--- START OF Provided entries ---
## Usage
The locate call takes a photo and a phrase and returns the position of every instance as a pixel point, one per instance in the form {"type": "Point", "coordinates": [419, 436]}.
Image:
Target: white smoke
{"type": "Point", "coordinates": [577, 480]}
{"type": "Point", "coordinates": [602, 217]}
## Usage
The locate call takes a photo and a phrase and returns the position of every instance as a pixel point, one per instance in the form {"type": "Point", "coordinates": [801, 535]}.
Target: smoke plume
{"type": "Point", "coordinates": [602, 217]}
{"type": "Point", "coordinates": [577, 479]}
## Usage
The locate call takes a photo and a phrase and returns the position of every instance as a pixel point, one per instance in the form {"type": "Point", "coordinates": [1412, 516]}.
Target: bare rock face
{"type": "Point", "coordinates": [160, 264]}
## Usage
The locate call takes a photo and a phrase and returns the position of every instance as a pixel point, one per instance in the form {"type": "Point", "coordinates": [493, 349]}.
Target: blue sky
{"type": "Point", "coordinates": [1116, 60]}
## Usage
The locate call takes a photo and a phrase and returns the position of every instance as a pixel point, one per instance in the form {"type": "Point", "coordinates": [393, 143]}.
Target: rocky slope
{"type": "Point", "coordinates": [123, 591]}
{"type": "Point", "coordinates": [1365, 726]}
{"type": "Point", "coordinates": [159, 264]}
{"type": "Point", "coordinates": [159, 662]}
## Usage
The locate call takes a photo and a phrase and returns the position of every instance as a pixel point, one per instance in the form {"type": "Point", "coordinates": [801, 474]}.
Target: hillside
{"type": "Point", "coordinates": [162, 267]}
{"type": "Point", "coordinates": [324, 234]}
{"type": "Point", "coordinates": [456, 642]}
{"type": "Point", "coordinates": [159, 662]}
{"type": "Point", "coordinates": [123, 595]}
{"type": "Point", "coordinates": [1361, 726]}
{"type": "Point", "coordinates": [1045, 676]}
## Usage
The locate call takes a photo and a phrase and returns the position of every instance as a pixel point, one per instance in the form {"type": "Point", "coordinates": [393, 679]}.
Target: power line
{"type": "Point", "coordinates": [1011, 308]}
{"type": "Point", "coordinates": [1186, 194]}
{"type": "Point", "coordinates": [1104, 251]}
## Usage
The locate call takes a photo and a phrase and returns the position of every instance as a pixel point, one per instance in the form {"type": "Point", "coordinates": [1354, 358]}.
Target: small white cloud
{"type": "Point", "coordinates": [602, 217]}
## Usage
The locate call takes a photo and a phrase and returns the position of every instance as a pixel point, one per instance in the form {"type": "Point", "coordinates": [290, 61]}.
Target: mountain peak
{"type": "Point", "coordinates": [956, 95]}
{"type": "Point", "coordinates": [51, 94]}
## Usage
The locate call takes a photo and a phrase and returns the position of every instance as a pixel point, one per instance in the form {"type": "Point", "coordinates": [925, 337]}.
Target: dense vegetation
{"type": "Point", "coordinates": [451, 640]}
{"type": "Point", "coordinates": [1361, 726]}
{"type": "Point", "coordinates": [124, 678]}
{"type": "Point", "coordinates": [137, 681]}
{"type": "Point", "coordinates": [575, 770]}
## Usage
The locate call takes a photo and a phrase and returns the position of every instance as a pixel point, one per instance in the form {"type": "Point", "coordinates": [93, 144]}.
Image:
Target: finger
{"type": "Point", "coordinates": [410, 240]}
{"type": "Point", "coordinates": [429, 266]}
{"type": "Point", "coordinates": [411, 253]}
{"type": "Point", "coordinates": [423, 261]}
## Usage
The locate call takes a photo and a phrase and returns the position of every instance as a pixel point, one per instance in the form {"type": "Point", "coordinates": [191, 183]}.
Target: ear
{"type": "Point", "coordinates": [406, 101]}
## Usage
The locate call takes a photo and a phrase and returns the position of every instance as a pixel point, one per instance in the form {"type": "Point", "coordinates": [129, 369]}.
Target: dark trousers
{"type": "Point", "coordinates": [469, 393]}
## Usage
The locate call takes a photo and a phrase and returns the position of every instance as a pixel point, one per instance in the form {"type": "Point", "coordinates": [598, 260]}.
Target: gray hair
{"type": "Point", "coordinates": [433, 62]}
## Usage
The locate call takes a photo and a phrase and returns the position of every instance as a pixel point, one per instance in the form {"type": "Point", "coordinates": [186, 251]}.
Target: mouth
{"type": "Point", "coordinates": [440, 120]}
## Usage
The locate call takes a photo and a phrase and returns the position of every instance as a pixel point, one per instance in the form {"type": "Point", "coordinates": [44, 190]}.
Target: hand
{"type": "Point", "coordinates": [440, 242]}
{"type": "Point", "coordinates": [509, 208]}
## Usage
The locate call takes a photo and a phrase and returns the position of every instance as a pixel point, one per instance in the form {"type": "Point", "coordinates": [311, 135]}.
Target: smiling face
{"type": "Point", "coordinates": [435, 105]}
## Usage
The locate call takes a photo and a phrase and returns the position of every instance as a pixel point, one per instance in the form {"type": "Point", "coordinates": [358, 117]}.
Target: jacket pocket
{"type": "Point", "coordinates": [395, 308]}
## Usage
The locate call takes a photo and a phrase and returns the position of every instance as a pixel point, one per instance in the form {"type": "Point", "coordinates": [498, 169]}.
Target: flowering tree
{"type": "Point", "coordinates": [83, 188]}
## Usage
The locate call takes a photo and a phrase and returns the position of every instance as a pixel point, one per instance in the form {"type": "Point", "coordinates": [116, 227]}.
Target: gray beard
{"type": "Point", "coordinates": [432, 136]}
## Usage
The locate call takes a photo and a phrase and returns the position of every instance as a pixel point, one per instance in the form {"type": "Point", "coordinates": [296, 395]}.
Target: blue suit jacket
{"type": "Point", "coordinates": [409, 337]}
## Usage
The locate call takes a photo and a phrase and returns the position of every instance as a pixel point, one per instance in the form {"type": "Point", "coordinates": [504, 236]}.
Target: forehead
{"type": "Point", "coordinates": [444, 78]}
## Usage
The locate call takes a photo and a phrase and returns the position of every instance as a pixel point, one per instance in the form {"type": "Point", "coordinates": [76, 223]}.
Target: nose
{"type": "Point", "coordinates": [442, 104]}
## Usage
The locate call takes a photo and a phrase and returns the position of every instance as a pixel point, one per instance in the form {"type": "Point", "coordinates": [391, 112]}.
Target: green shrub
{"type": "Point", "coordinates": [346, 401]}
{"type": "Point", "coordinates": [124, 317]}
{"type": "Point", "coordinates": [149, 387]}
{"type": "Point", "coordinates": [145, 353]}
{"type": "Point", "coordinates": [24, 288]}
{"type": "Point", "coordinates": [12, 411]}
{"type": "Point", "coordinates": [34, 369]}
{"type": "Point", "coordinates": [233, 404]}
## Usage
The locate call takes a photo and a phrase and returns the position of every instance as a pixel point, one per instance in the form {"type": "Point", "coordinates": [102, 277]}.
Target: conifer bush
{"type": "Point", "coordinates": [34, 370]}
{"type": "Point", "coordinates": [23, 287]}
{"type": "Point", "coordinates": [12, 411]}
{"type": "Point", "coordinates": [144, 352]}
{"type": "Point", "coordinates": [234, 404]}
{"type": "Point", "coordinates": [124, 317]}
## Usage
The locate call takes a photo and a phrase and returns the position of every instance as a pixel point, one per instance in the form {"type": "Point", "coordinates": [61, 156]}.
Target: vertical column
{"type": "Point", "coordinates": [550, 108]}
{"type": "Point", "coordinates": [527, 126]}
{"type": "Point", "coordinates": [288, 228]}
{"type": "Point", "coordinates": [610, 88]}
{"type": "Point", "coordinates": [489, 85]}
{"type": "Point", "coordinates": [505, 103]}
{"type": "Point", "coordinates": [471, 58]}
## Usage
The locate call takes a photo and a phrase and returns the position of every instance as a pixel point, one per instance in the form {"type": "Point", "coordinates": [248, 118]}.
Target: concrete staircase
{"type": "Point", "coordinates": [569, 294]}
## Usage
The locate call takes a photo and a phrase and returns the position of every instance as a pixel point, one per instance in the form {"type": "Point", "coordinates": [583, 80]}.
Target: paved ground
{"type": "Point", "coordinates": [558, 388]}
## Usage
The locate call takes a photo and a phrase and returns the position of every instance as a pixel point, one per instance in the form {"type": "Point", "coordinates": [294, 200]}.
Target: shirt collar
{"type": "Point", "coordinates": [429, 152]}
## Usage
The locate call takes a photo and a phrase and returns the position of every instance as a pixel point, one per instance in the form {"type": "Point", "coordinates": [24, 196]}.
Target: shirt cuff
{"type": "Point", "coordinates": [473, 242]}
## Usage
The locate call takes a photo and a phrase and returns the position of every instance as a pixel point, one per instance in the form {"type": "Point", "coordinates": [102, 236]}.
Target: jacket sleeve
--- END OF Provided entries ---
Exercise details: Show each line of the entries above that contains the string "blue". Case counts, so a line matches only if the letters agree in case as well.

Reply to the exercise:
Target: blue sky
Target: blue suit jacket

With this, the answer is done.